[Start Document passage]

# Swearing an oath for a Brithish citizen



## bigbaddom (Jun 14, 2009)

I need to swear an oath and get it witnessed for divorce papers. It needs to be witnessed by an official acceptable to British courts. Can anyone give me any ideas as to who can do it in Dubai and how much it costs.


----------



## Jumeirah Jim (Jan 24, 2011)

bigbaddom said:


> I need to swear an oath and get it witnessed for divorce papers. It needs to be witnessed by an official acceptable to British courts. Can anyone give me any ideas as to who can do it in Dubai and how much it costs.


You need a British qualified solicitor. Try calling around a few law firms.


----------



## whitecap (Jan 28, 2011)

bigbaddom said:


> I need to swear an oath and get it witnessed for divorce papers. It needs to be witnessed by an official acceptable to British courts. Can anyone give me any ideas as to who can do it in Dubai and how much it costs.


Don't the embassy staff do it?


----------



## bigbaddom (Jun 14, 2009)

Yes just worked that out. Need a tenancy contract now or a utility bill to prove I live here I suppose. I have neither of those. Maybe a bank statement will do but it has to be an original.


----------



## wandabug (Apr 22, 2010)

They will do it for you at The British Embassy. No need to make an appointment. Just make sure you take photo id with you (like your passport) or they won't let you in.


----------

[End Document passage]
[Start Dataset records]

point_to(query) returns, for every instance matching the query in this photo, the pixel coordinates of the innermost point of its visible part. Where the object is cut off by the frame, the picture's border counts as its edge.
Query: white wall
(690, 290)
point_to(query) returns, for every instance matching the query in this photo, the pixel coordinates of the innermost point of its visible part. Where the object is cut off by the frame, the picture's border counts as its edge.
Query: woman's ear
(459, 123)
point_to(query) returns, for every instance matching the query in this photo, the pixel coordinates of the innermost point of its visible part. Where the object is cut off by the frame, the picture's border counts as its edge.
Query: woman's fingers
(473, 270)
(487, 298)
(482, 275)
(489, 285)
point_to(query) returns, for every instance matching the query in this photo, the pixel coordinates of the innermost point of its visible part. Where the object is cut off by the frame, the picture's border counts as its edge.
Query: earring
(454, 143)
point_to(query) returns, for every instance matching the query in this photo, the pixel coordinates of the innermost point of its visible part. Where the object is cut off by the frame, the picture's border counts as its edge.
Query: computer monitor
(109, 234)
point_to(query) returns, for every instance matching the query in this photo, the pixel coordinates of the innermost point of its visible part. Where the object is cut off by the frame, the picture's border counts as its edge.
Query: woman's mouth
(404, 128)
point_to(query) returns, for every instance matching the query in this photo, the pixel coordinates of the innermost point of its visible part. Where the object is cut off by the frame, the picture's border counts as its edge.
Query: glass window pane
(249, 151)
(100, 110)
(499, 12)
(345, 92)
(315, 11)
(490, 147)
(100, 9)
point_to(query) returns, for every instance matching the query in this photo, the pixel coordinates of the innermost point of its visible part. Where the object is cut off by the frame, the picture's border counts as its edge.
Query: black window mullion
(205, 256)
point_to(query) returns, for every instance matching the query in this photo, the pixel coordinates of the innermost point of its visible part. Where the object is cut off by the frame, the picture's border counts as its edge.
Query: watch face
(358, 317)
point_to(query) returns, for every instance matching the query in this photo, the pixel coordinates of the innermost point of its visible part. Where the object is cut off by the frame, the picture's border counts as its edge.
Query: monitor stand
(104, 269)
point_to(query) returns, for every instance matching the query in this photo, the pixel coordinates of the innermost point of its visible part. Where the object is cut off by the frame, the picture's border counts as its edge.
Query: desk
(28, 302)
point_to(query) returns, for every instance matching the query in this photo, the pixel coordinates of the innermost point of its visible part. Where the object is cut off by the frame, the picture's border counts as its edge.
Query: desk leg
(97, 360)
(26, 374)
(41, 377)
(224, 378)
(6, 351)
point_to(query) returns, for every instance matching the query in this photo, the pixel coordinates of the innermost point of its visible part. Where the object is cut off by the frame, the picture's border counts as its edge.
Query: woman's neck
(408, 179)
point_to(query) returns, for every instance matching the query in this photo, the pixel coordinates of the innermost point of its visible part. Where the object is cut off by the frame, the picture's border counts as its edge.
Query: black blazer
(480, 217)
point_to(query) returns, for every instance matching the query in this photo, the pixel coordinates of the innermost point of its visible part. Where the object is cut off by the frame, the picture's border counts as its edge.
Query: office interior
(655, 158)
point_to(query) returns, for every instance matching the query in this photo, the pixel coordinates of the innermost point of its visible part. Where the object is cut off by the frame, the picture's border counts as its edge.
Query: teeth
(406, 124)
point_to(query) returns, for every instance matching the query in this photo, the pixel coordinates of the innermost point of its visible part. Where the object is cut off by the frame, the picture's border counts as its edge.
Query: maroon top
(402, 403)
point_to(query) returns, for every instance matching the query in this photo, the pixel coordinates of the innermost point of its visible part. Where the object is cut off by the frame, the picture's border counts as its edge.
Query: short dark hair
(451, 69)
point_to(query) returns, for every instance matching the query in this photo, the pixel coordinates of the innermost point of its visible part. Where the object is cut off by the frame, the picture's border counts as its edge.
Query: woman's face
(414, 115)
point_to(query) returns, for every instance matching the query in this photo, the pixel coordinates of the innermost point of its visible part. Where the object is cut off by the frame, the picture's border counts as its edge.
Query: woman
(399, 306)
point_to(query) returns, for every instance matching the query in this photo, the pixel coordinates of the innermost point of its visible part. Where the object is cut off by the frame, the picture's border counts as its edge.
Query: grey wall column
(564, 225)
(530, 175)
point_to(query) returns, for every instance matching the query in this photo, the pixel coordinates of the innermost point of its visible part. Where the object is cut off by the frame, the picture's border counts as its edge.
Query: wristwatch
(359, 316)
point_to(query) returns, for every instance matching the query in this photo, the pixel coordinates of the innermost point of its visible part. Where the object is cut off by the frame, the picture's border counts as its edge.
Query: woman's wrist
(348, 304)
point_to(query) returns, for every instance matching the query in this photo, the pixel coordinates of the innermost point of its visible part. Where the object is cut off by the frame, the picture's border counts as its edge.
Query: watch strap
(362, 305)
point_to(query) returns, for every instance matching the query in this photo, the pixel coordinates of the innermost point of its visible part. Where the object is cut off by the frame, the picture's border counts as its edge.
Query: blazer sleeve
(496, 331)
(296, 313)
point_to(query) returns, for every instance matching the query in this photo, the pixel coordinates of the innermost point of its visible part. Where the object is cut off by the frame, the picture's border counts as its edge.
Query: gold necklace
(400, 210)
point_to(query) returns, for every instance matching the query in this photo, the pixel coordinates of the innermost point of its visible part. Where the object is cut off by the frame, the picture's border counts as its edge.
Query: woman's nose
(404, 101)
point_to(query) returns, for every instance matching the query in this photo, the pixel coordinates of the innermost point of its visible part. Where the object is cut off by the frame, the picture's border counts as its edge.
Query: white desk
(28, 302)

[End Dataset records]

Short problem
Reproduce the oath-swearing forum thread word for word, everything from "## wandabug (Apr" down to "let you in.".

In response
## wandabug (Apr 22, 2010)

They will do it for you at The British Embassy. No need to make an appointment. Just make sure you take photo id with you (like your passport) or they won't let you in.